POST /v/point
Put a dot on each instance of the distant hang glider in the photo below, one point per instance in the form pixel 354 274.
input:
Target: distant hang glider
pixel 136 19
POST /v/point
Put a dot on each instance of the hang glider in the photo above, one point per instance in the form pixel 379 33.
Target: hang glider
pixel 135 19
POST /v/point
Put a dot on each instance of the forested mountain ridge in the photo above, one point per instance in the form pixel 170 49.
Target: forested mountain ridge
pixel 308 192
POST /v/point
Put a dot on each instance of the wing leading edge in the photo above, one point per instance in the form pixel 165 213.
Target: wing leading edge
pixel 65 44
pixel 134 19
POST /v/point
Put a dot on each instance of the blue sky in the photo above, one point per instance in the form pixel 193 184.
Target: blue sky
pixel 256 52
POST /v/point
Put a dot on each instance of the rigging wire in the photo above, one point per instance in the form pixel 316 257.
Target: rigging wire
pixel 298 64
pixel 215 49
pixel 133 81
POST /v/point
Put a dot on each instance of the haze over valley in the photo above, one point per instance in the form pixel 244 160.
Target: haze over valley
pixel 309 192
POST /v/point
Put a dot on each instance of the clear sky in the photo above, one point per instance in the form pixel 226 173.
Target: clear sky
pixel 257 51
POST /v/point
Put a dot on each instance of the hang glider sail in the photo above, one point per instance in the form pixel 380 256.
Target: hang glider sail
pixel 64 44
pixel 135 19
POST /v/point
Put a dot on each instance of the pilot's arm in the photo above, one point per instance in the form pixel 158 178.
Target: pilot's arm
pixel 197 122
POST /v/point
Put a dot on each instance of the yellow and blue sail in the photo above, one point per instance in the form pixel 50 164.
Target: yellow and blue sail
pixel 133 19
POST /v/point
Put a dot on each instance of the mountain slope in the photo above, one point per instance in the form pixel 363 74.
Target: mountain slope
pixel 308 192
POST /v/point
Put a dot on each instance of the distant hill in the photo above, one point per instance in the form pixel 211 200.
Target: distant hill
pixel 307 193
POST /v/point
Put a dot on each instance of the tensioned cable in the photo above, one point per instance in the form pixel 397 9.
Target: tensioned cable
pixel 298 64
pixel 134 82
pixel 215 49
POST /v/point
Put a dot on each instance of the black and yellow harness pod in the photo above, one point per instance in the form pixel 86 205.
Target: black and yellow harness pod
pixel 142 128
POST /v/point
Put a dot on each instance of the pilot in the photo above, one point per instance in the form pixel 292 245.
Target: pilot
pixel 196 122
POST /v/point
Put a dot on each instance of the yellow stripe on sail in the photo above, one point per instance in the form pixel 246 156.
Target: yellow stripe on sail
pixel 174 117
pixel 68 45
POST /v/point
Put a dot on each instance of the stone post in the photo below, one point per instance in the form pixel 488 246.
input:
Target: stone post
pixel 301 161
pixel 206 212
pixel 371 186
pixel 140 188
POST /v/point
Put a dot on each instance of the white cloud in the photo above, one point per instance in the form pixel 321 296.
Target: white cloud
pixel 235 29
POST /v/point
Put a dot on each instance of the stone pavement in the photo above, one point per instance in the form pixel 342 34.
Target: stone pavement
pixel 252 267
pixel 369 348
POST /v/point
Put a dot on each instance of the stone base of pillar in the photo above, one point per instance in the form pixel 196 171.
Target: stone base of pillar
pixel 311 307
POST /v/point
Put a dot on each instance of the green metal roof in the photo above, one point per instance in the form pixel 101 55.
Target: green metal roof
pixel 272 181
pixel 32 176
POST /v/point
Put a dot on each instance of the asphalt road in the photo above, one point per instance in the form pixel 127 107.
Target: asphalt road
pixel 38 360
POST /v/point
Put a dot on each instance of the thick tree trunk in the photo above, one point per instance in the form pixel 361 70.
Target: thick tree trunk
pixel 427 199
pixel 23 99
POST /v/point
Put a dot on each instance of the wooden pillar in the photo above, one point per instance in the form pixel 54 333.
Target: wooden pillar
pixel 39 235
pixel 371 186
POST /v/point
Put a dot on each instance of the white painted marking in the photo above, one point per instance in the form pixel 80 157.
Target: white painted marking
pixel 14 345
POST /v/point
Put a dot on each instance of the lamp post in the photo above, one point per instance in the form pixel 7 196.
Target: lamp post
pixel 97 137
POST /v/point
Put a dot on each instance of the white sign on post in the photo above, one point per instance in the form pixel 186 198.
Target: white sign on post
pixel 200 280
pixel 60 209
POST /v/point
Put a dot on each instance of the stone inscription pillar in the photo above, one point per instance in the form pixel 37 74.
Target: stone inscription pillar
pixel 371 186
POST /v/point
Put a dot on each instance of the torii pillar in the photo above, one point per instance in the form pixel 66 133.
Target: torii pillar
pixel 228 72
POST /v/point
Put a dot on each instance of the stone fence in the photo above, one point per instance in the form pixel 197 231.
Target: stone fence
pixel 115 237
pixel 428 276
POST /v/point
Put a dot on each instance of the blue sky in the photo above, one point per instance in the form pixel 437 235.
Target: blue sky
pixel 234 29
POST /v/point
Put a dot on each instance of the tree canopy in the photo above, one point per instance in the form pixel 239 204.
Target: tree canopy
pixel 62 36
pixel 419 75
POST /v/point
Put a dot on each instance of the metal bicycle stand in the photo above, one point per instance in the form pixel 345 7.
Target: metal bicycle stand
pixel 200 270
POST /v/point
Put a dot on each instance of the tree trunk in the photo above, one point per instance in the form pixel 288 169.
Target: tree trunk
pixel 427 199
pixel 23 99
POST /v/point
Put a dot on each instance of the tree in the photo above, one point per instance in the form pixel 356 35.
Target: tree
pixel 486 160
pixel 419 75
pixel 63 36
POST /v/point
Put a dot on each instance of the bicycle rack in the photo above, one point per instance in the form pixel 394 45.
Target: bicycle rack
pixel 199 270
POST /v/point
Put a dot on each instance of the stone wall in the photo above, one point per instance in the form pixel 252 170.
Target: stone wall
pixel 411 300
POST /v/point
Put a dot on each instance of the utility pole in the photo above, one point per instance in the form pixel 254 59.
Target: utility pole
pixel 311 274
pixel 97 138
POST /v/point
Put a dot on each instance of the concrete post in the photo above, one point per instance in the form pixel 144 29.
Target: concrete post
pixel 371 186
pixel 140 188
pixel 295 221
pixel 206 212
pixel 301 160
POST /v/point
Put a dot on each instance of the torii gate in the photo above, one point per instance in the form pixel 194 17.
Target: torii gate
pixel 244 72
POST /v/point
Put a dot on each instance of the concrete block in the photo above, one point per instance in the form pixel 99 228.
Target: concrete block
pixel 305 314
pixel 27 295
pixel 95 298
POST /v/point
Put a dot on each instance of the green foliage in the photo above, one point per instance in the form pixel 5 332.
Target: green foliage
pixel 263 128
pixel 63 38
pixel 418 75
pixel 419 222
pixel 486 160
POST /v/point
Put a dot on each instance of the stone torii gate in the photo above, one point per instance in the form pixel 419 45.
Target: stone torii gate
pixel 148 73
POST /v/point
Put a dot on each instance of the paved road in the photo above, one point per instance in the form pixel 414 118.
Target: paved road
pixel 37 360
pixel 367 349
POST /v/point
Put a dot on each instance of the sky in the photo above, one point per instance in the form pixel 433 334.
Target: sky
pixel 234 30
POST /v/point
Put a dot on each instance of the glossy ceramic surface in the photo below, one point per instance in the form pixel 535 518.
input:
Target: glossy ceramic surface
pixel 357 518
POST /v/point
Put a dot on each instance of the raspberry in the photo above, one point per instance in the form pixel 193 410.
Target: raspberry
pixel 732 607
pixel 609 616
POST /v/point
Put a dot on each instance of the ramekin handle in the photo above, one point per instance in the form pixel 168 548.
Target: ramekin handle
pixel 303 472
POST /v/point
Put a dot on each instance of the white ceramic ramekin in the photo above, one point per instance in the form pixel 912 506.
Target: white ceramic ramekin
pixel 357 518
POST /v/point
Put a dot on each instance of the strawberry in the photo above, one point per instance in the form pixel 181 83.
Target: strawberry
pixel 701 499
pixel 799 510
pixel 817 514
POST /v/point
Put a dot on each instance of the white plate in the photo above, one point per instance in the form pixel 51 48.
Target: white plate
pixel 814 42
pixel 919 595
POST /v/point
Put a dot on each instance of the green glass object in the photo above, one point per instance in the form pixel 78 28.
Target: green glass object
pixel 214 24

----------------

ASSIGNMENT:
Looking at the records, how many lines include "below"? Respond with the number only.

THE ANSWER:
3